### [THE TASK]
Copy every entry exactly as given, minus the images.

### [Dataset entries]
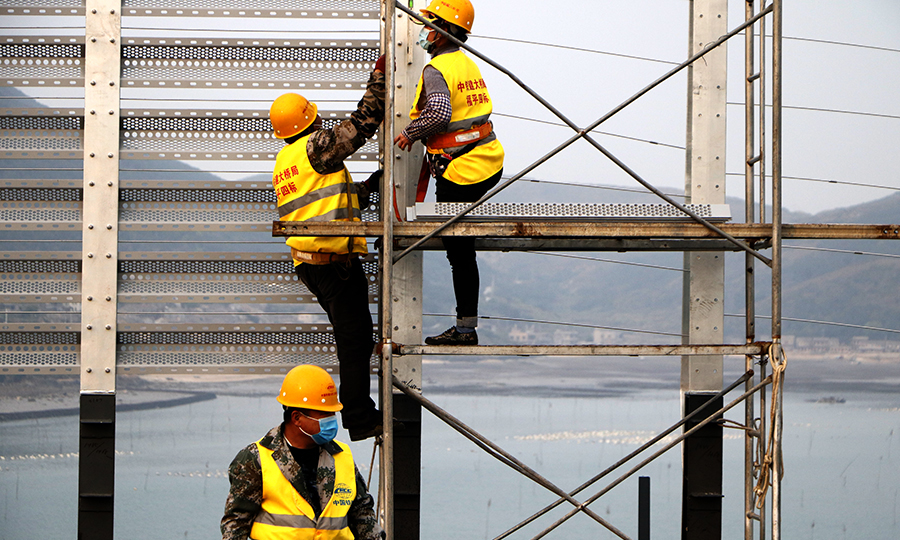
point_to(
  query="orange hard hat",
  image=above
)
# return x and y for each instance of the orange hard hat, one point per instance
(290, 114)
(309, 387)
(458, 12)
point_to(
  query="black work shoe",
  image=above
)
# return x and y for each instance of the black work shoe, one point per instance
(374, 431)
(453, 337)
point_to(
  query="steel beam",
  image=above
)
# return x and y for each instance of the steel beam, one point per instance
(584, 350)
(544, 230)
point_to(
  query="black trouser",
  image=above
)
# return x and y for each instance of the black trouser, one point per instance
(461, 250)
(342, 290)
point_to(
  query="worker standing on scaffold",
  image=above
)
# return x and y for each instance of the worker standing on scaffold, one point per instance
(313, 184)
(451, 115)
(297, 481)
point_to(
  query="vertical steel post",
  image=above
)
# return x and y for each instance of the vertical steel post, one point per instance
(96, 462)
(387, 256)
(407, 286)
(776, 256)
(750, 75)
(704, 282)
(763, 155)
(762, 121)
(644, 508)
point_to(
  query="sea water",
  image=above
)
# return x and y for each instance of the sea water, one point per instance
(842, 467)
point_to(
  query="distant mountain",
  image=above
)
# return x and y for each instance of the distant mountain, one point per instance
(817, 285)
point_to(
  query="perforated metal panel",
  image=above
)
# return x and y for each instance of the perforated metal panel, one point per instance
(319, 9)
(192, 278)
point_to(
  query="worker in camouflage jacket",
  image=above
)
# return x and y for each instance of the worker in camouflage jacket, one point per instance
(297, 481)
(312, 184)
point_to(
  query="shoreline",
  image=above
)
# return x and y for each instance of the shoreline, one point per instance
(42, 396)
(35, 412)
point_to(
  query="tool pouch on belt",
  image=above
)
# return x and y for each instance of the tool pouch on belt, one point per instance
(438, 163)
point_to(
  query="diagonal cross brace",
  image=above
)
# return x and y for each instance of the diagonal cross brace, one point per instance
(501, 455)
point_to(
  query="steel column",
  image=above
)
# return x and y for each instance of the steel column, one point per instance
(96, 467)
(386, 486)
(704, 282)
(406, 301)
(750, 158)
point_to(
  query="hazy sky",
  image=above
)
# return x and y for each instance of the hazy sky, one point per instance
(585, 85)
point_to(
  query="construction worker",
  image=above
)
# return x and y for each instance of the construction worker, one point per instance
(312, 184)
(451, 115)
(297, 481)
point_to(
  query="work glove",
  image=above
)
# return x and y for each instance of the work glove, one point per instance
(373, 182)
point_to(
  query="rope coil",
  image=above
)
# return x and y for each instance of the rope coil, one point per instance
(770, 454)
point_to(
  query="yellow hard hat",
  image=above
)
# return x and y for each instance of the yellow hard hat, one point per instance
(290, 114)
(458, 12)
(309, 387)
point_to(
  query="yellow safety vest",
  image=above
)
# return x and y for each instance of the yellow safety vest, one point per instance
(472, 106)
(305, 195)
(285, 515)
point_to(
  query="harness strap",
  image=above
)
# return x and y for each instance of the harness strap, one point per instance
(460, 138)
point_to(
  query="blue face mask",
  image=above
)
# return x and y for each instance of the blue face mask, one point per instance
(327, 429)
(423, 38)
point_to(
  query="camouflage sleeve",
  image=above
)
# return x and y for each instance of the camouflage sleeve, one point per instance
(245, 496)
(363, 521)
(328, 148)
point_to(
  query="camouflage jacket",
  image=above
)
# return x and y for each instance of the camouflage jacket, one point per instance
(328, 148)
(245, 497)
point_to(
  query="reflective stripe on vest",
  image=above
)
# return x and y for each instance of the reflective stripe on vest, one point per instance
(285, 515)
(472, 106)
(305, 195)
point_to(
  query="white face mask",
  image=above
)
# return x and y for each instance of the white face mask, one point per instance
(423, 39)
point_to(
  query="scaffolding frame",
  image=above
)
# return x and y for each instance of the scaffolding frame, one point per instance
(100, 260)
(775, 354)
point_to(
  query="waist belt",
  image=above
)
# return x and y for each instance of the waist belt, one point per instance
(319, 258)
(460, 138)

### [REPLY TO THE TASK]
point_to(
  query="orange hard hat",
  image=above
)
# return x and y for each instance of the orange hard hat, one point per instance
(290, 114)
(309, 387)
(458, 12)
point_to(
  query="black work shoe",
  image=above
)
# return x and y for each instance of the black work shoe, one point per instance
(374, 431)
(453, 337)
point_to(
  query="steel beam",
  image=above
)
# return x and y for each instance of the steel beam, one point per instance
(584, 350)
(544, 230)
point_to(
  query="black trouser",
  image=above
)
# return x and y for each instance of the black trouser, one point per instance
(461, 250)
(342, 290)
point_to(
  query="worker standing on scaffold",
  image=above
)
# return x and y for each instance of the worker standing on scaffold, one point per instance
(313, 184)
(451, 115)
(297, 481)
point_to(
  query="vertical steel post",
  image=above
)
# return x and y for each instance of the vertical steel post, one point per instance
(96, 462)
(387, 256)
(407, 286)
(776, 256)
(750, 75)
(704, 282)
(763, 155)
(762, 121)
(644, 508)
point_to(
  query="sea water",
  image=above
)
# return x and y for each instance of the sea water, one point per instance
(842, 467)
point_to(
  query="distant mountain",
  image=above
)
# return x and y for each instance of the distant mountain, one point per instance
(817, 285)
point_to(
  query="perforated metal panel",
  image=above
)
# return x and y for each instance of the perforated metal panel, one point per instance
(319, 9)
(192, 278)
point_to(
  query="worker in camouflage jacket",
  image=above
)
# return x and y for each instance of the worker in camouflage jacket, one point per instance
(297, 481)
(312, 184)
point_to(
  query="shoreline",
  image=above
)
# return x and y for each instance of the shoreline, one point per instance
(42, 396)
(35, 412)
point_to(
  query="tool pouch on belt",
  image=above
)
# return x and y for each instance of the tool pouch on belt, one point per instance
(438, 163)
point_to(
  query="diagonal cross brace",
  image=above
)
# return x and y for each instance of the diagonal cross brace, one point per instance
(501, 455)
point_to(
  query="steel column",
  image=above
)
# return x and y for each instance of the steel column, one point per instance
(96, 467)
(386, 486)
(704, 282)
(406, 301)
(750, 158)
point_to(
  query="hazy sky",
  image=above
)
# return x and y for each instance of the hazy sky, one point per instance
(585, 85)
point_to(
  query="construction worker",
  image=above
)
# return x and y for each instance of the construction worker, one point per instance
(312, 184)
(451, 115)
(297, 481)
point_to(
  query="work glove",
  image=above
)
# return x and y for each instance of the work glove, one point per instance
(373, 182)
point_to(
  query="rope coil",
  image=above
)
# return x and y for each instance of the rope coil, one point per instance
(770, 454)
point_to(
  query="yellow hard hat",
  image=above
)
# return x and y for each instance of the yellow hard hat, one point per instance
(290, 114)
(458, 12)
(309, 387)
point_to(
  query="yellow safety vest",
  image=above
)
# return x and y for each instance of the yellow safety vest, one point per instance
(472, 106)
(305, 195)
(285, 515)
point_to(
  query="harness strap",
  image=above
)
# return x and y for each instance of the harness strap, one point per instance
(460, 138)
point_to(
  query="blue face mask",
  image=above
)
# return x and y for each instance of the blue face mask, one point per instance
(327, 429)
(423, 38)
point_to(
  query="camouflage sleeve",
  image=above
)
# return x and y for each instance of the camouflage sleeve, one point per instance
(245, 496)
(363, 521)
(328, 148)
point_to(
  query="camouflage jacket",
  image=above
)
# return x and y for each instance of the camouflage jacket, one point per instance
(328, 148)
(245, 497)
point_to(
  query="reflective stripe on vest",
  image=above
)
# return x and y for each instance of the reflective stripe on vest, one point per instance
(285, 515)
(472, 106)
(305, 195)
point_to(
  query="white face mask",
  image=above
)
# return x and y for each instance of the white face mask, one point per instance
(423, 39)
point_to(
  query="scaffolding frame",
  image=above
)
# return x and y for each instance of the scaffolding frame, one point per instance
(100, 260)
(775, 354)
point_to(
  query="waist belt",
  image=above
)
# return x and y for each instance of the waist belt, one point per instance
(319, 258)
(460, 138)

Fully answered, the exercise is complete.